DOCUMENT EXTRACT =
Article 160: (1) A criminal prosecutor or an investigator with the permission of a criminal prosecutor is authorized to apply to the court to request an order of arrest. If there is sufficient grounds that the accused will flee, destroy evidence or commit a new crime, the prosecutor is authorized to detain.

Article 243: (1) The accused, his/her legal defender or a criminal prosecutor may submit a claim regarding pre-trial detention and request its termination, change or prolongation. The claim may be submitted only once to the upper instance of the court.[34]

New Code of Criminal Procedure: October 1, 2010

Important changes from current code:

  • Minimum bail has been raised to 1000 GEL (about 500 USD)
  • The general length for detention prior to judgment is 9 months. After 9 months, the accused must be released even if the court has not settled the charge, except when the accused has petitioned the court for additional time to prove innocence.
  • Pre-trial Detention must not exceed 60 days. Only the accused may petition to prolong detention.
  • Preventative arrest may only be appealed once. Once the Appellate Court has reviewed the appeal, the decision issued is final. The court is not required to conduct a trial or hear witnesses in making a decision.[35]

Requirements of "lawful, reasonable and necessary:" interpretation and impact

The terms 'reasonable' and 'necessary' are not strictly interpreted in accordance with the international human rights standards by the Georgian criminal procedure. The Code of Criminal Procedure provides for fixed terms of pre-trial detention. There is no evaluation of the reasonability of detention in each case; therefore the particular circumstances of a case are irrelevant in determining length of detention.[36]

Discrepancy between country's laws/codes, the international standards and practical implementation

Georgian criminal legislation does not include a right to a writ of habeas corpus. The absence of effective judicial review of detention may make other procedural guarantees ineffective.

Additionally, there are problems stemming from the lack of independence of the judicial authorities. The judiciary is intended to be an independent authority able to review the legality of detention by the international community. However, in practice, the Georgia judiciary is often governed by forces other than the strict interpretation of the law.[37]

Detainment

The minimum length of detention following arrest is 48 hours. During the 48 hours, the court must decide whether to charge the individual with a crime or release him/her. If the court decides to charge the individual, the judge must also set a length for pre-trial detention. Generally an individual is detained for a month initially, which may be extended twice. The first extension may only be for an additional month, but the second may be for two additional months. In total, pre-trial detention should not exceed four months.

TO DO =
Extract, word for word, the portion of the Georgian detention law excerpt that opens with "Article 243: (1)" and closes with "to prove innocence.". The data has no connection to the Georgian detention law excerpt.

DATASET CONTENT =
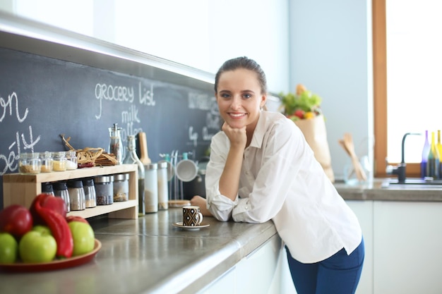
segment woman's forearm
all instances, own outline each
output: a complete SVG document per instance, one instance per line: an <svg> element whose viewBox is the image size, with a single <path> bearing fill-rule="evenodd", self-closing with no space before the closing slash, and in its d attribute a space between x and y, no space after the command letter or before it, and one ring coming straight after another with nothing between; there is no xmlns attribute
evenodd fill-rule
<svg viewBox="0 0 442 294"><path fill-rule="evenodd" d="M238 194L244 148L231 147L220 178L220 192L234 201Z"/></svg>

FINISHED ANSWER =
Article 243: (1) The accused, his/her legal defender or a criminal prosecutor may submit a claim regarding pre-trial detention and request its termination, change or prolongation. The claim may be submitted only once to the upper instance of the court.[34]

New Code of Criminal Procedure: October 1, 2010

Important changes from current code:

  • Minimum bail has been raised to 1000 GEL (about 500 USD)
  • The general length for detention prior to judgment is 9 months. After 9 months, the accused must be released even if the court has not settled the charge, except when the accused has petitioned the court for additional time to prove innocence.